AUFGABEN UND ÜBUNGEN
- a) Gib den Textabschnitt über das „Große Hallo“ wörtlich wieder, beginnend bei „Steigt man die“ und endend bei „und Zusammenfinden anzudeuten.“.
- b) Nenne alle Eigenschaften, mit denen der Textabschnitt über das „Große Hallo“ den Eingangsbereich vor dem Gebäude beschreibt.
- c) Fasse den Textabschnitt über das „Große Hallo“ in zwei Sätzen zusammen.

Kunst

„Großes“ und „Kleines Hallo“

Steigt man die Treppenanlage zum 2015 fertiggestellten Center for Integrative Physiology and Molecular Medicine (CIPMM), einem Vorzeigegebäude der modernen Homburger Medizinforschung, hinauf, so zieht ein den Vorplatz dominierendes Kunstwerk die Blicke auf sich: das „Große Hallo“ des saarländischen Künstlers Thomas Wojciechowicz. Es besteht aus zwei hoch aufragenden, im Durchmesser sechs Meter umfassenden Kreisgebilden aus rund 1,4 Tonnen witterungsbeständigem Cortenstahl, die im oberen Bereich wie spielerisch ineinander gelehnt sind, am Boden aber offen und bündig aufstehen. Die einander zugewandte Verschränkung der beiden Kreisformen auf dem großzügig angelegten, gepflasterten und teils bepflanzten Eingangsbereich vor dem Gebäude scheint ein wie zufällig wirkendes Aufeinandertreffen und Zusammenfinden anzudeuten.

ZU PRÜFENDE DATEN
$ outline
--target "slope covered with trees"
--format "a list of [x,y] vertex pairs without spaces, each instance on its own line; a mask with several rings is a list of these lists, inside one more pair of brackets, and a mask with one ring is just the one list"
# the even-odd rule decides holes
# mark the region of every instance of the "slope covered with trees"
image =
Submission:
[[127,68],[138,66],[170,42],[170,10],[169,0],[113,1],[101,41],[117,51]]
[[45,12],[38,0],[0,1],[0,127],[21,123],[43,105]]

LÖSUNGEN ZU AUFGABEN
- a)
Steigt man die Treppenanlage zum 2015 fertiggestellten Center for Integrative Physiology and Molecular Medicine (CIPMM), einem Vorzeigegebäude der modernen Homburger Medizinforschung, hinauf, so zieht ein den Vorplatz dominierendes Kunstwerk die Blicke auf sich: das „Große Hallo“ des saarländischen Künstlers Thomas Wojciechowicz. Es besteht aus zwei hoch aufragenden, im Durchmesser sechs Meter umfassenden Kreisgebilden aus rund 1,4 Tonnen witterungsbeständigem Cortenstahl, die im oberen Bereich wie spielerisch ineinander gelehnt sind, am Boden aber offen und bündig aufstehen. Die einander zugewandte Verschränkung der beiden Kreisformen auf dem großzügig angelegten, gepflasterten und teils bepflanzten Eingangsbereich vor dem Gebäude scheint ein wie zufällig wirkendes Aufeinandertreffen und Zusammenfinden anzudeuten.

- b) großzügig angelegt, gepflastert, teils bepflanzt

- c) Vor dem 2015 fertiggestellten CIPMM, einem Vorzeigegebäude der Homburger Medizinforschung, steht das „Große Hallo“ des saarländischen Künstlers Thomas Wojciechowicz. Es besteht aus zwei Kreisgebilden mit sechs Metern Durchmesser aus rund 1,4 Tonnen Cortenstahl, die oben ineinander gelehnt sind und ein wie zufällig wirkendes Aufeinandertreffen und Zusammenfinden anzudeuten scheinen.